#### Material supplied
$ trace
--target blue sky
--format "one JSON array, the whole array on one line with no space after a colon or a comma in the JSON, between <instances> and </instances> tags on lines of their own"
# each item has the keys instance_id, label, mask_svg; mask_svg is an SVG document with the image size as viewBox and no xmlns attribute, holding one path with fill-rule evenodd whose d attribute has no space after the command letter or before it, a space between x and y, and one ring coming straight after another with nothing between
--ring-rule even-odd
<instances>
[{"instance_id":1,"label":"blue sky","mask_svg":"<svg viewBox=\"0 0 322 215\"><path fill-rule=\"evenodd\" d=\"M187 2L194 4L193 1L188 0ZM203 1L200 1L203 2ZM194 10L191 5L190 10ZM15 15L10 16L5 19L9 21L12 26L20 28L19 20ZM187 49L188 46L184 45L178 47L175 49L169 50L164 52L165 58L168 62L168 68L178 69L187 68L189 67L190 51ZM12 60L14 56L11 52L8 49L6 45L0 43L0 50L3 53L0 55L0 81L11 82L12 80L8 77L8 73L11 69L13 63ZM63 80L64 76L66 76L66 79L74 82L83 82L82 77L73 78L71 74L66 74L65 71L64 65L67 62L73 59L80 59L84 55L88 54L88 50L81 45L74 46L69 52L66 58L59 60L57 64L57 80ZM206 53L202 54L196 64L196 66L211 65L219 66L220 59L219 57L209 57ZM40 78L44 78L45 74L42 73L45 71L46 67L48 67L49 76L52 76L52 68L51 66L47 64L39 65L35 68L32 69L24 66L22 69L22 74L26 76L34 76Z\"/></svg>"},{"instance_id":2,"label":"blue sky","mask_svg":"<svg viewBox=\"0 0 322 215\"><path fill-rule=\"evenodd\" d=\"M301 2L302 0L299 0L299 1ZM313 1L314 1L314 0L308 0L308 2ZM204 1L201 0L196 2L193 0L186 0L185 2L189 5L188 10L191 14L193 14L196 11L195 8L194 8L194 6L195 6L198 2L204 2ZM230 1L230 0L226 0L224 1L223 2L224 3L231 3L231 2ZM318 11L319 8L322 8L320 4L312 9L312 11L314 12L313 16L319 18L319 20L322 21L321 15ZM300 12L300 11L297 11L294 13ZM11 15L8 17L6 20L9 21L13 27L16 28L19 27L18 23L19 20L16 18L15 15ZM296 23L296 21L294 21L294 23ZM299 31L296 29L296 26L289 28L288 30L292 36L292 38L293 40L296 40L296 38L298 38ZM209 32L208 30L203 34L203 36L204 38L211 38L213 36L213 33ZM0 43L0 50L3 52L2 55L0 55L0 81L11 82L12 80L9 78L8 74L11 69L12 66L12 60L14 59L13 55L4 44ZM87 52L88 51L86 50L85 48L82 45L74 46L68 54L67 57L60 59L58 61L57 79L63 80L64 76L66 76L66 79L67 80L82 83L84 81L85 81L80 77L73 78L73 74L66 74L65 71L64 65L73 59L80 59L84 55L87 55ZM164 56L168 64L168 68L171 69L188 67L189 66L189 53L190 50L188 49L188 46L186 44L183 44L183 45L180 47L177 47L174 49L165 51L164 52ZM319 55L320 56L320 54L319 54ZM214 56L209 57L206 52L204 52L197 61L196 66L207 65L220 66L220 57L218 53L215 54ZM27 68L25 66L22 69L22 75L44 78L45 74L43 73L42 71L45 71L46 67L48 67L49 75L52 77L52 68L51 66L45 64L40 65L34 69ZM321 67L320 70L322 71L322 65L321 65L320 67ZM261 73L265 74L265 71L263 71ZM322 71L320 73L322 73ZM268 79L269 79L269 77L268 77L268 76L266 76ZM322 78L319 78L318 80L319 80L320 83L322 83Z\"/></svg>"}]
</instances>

#### What you will do
Tally the lines above that contain the string "space", treating uppercase and lowercase as different, and reply with the count alone.

#### Output
2